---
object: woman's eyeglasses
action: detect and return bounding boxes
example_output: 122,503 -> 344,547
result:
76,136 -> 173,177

○ ○ ○

Exercise directions>
Copy the data above in full, line for line, and shift every coordinate in the result lines by -72, leaving all other lines unchanged.

Task answer>
---
object: woman's eyeglasses
action: detect and return bounding boxes
example_output: 122,503 -> 344,547
result:
4,64 -> 101,105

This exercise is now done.